─── Textauszug
Die zulässige Längsschnittbetrachtung der Hilfe zur angemessenen Schulbildung findet nach Einschätzung des Senats dort ihre Grenze, wo der Bruch in der Integration den Betroffenen soweit beeinträchtigt, dass ggf. ein ganzes Schuljahr verloren geht. Der Sachverständige hat insoweit im günstigsten Fall ein Zeitfenster von einem halben bis zu einem Jahr als erforderlich bezeichnet. Der Senat hat keinen Zweifel daran, dass diese Aussage auf den langjährigen Erfahrungen des Sachverständigen als Leitender Arzt der Kinder- und Jugendpsychiatrie beruht.
Eine Erfüllung der Anspruchsvoraussetzungen für die Zukunft, vorliegend für den vom Sozialgericht in Bezug genommenen Zeitraum bis zum Abschluss des Hauptsacheverfahrens, kann dennoch nicht sicher angenommen werden. Zum einen kann der Senat nicht ausschließen, dass mit der Einrichtung eines Schülerspezialverkehrs die Fahrzeiten zur N-Schule, gemessen an dem regulären Schülertransport zur T-S-Schule, signifikant angeglichen werden können. Zum anderen ist nicht auszuschließen, dass der Sachverständige unter Berücksichtigung dieses Umstandes ggf. bereit wäre, seine Einschätzung noch einmal zu relativieren, da er diese ja ausdrücklich auf eine Gesamtschau gestützt hat.
b) Die vorbeschriebenen erheblichen Zweifel an der Geeignetheit der Beschulung durch die N-Schule führen aber jedenfalls zu einer für den Antragsgegner negativen Folgenabwägung. Wie das Sozialgericht bereits zutreffend beschrieben hat, würde eine negative Entscheidung den Antragsteller aufgrund der bestehenden Schulpflicht faktisch zum Schulwechsel in die N-Schule zwingen. Die von dem Sachverständigen beschriebene Behinderung der Entwicklungsprogression wäre nicht wieder rückgängig zu machen.
──────
─── Beigefügte Liste
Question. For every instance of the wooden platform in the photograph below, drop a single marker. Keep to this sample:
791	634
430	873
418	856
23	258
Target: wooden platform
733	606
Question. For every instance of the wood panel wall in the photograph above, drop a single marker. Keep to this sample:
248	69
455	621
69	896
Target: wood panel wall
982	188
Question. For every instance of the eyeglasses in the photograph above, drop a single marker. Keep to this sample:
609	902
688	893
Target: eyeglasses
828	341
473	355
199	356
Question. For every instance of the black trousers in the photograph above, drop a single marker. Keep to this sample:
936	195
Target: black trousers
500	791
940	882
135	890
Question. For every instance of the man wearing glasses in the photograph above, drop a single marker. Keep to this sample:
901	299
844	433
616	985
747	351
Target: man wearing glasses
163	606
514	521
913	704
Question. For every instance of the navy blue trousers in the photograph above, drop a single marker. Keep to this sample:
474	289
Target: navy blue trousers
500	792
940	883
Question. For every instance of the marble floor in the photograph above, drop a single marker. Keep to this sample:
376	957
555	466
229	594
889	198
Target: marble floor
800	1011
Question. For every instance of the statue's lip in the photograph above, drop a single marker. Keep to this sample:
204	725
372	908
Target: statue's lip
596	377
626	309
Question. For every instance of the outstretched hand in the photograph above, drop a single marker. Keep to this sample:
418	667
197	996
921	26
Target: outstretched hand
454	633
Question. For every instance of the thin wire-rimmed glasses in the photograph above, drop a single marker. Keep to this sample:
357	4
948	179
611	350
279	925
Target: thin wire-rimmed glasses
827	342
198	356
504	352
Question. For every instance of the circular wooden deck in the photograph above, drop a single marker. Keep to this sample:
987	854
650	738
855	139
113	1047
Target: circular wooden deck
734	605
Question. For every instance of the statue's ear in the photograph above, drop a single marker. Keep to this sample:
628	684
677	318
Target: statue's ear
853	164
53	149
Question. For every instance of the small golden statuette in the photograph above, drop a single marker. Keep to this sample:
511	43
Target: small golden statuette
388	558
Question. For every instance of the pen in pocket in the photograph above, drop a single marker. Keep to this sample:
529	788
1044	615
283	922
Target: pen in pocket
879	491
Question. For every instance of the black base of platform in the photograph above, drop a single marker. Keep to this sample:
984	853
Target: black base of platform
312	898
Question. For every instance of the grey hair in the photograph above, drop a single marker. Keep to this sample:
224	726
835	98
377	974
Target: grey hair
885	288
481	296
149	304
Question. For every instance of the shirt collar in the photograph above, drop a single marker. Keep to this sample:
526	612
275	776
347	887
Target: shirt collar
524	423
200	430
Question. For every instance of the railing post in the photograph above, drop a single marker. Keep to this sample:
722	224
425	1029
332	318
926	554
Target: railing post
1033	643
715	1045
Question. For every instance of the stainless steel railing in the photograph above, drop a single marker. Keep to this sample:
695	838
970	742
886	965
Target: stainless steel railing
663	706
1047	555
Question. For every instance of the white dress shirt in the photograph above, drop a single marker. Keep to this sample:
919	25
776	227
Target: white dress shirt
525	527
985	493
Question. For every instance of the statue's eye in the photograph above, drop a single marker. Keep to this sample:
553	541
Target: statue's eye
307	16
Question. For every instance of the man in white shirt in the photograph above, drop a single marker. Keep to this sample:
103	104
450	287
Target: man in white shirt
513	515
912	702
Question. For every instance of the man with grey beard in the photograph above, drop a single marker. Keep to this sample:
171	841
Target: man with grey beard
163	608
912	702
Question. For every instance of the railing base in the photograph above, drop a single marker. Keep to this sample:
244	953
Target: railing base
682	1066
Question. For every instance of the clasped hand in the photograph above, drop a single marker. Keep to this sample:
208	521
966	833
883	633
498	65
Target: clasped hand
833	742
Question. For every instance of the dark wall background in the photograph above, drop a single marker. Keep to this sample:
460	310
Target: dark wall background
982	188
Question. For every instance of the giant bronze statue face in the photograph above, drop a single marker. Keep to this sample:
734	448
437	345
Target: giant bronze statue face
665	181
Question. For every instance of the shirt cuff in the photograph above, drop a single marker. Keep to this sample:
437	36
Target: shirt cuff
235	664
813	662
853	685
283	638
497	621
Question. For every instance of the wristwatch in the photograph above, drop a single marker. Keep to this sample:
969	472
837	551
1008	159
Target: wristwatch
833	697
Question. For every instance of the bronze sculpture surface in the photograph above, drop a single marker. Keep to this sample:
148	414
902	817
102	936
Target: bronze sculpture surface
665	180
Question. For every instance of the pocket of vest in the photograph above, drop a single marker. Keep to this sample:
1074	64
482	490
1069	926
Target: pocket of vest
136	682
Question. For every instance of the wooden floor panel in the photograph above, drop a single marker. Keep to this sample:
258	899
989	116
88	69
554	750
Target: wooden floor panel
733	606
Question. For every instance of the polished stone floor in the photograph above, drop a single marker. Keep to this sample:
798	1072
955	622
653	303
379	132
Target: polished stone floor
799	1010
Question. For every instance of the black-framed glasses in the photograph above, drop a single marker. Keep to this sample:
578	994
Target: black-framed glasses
──────
Deine Aufgabe
Wie lautet im Textauszug die Passage von „Die zulässige Längsschnittbetrachtung“ bis „und Jugendpsychiatrie beruht.“? Gib sie wortgetreu aus.

Ergebnis
Die zulässige Längsschnittbetrachtung der Hilfe zur angemessenen Schulbildung findet nach Einschätzung des Senats dort ihre Grenze, wo der Bruch in der Integration den Betroffenen soweit beeinträchtigt, dass ggf. ein ganzes Schuljahr verloren geht. Der Sachverständige hat insoweit im günstigsten Fall ein Zeitfenster von einem halben bis zu einem Jahr als erforderlich bezeichnet. Der Senat hat keinen Zweifel daran, dass diese Aussage auf den langjährigen Erfahrungen des Sachverständigen als Leitender Arzt der Kinder- und Jugendpsychiatrie beruht.